** Opening Provided material block **

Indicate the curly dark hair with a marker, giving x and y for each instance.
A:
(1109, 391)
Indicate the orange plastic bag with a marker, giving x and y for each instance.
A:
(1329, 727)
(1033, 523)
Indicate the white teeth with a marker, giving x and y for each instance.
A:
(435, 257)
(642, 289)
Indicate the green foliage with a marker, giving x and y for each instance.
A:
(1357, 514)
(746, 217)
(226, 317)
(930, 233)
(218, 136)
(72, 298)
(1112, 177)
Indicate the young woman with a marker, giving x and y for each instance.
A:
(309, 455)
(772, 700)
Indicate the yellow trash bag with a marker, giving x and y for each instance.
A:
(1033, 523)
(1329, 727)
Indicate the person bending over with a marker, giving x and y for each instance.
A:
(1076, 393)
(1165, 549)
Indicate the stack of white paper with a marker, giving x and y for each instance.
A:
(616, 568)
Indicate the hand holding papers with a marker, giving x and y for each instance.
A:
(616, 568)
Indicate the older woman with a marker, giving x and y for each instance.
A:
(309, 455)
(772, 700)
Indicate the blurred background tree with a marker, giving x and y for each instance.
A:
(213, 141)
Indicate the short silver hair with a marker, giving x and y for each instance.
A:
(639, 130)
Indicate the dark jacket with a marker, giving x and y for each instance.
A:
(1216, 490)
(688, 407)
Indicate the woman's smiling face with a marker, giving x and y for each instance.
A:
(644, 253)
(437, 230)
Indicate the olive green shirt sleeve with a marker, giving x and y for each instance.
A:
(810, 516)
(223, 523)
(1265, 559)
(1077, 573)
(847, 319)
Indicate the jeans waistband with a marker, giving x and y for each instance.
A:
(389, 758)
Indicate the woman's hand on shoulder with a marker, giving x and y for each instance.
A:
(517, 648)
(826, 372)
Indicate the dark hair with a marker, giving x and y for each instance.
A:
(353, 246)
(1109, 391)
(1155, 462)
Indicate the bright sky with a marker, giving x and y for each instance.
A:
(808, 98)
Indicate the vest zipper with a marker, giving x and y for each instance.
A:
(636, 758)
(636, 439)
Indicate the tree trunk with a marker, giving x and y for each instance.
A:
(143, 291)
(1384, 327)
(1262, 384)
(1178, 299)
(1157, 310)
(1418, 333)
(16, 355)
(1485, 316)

** Closing Provided material block **

Directions: None of the records may be omitted or altered when they are given again.

Problem solution:
Indicate the curly dark hair with a marker, giving x and y for each instance.
A:
(1109, 391)
Indicate the orange plastic bag with a marker, giving x and y for each instance.
A:
(1329, 727)
(1033, 523)
Indicate the white teeth with a marker, giving x and y for each instance.
A:
(435, 257)
(642, 289)
Indicate the green foliage with a marker, giving x and y for each instance.
A:
(1357, 514)
(746, 217)
(226, 317)
(930, 233)
(218, 136)
(72, 298)
(1112, 177)
Indicate the young woman with a marker, giving x and y for each instance.
A:
(309, 455)
(772, 700)
Indicate the yellow trash bag with a marker, giving x and y for each instance.
A:
(1033, 523)
(1329, 727)
Indicate the person bending over with a marker, giving x and y for each instance.
A:
(1076, 393)
(1165, 549)
Indicate the stack of white paper with a marker, giving x and y for each instance.
A:
(616, 568)
Indicate the hand holding papers with a marker, giving x and y for each instance.
A:
(616, 568)
Indicate the older woman with a marker, giving x and y for each instance.
A:
(309, 455)
(772, 700)
Indicate the blurred background tree with a marker, giving x and y for each instance.
A:
(213, 141)
Indicate the short silver hair with a marker, giving x and y for each instance.
A:
(639, 130)
Indicate the dark jacket with a marker, giving x and y for each instance.
A:
(1216, 490)
(688, 407)
Indicate the woman's smiling face with a marker, giving x and y for each instance.
A:
(644, 253)
(437, 230)
Indicate the olive green shirt sleeve with a marker, giving x and y for each instance.
A:
(810, 516)
(223, 523)
(1265, 559)
(1077, 573)
(847, 319)
Indicate the jeans waistband with a marker, giving x and y for each instance.
A:
(389, 758)
Indicate the woman's hand on shoulder with a marker, giving x and y for each instance.
A:
(517, 648)
(826, 372)
Indicate the dark hair with a marker, giving x and y for each instance.
A:
(353, 246)
(1109, 391)
(1155, 462)
Indicate the bright sky with a marker, giving x and y for each instance.
A:
(808, 98)
Indicate the vest zipper with a marker, giving x and y for each instance.
A:
(636, 758)
(636, 439)
Indicate the tree trunk with a marker, giving x and y for each instance.
A:
(143, 291)
(1384, 327)
(1262, 384)
(1178, 299)
(1157, 310)
(1418, 333)
(16, 355)
(1485, 316)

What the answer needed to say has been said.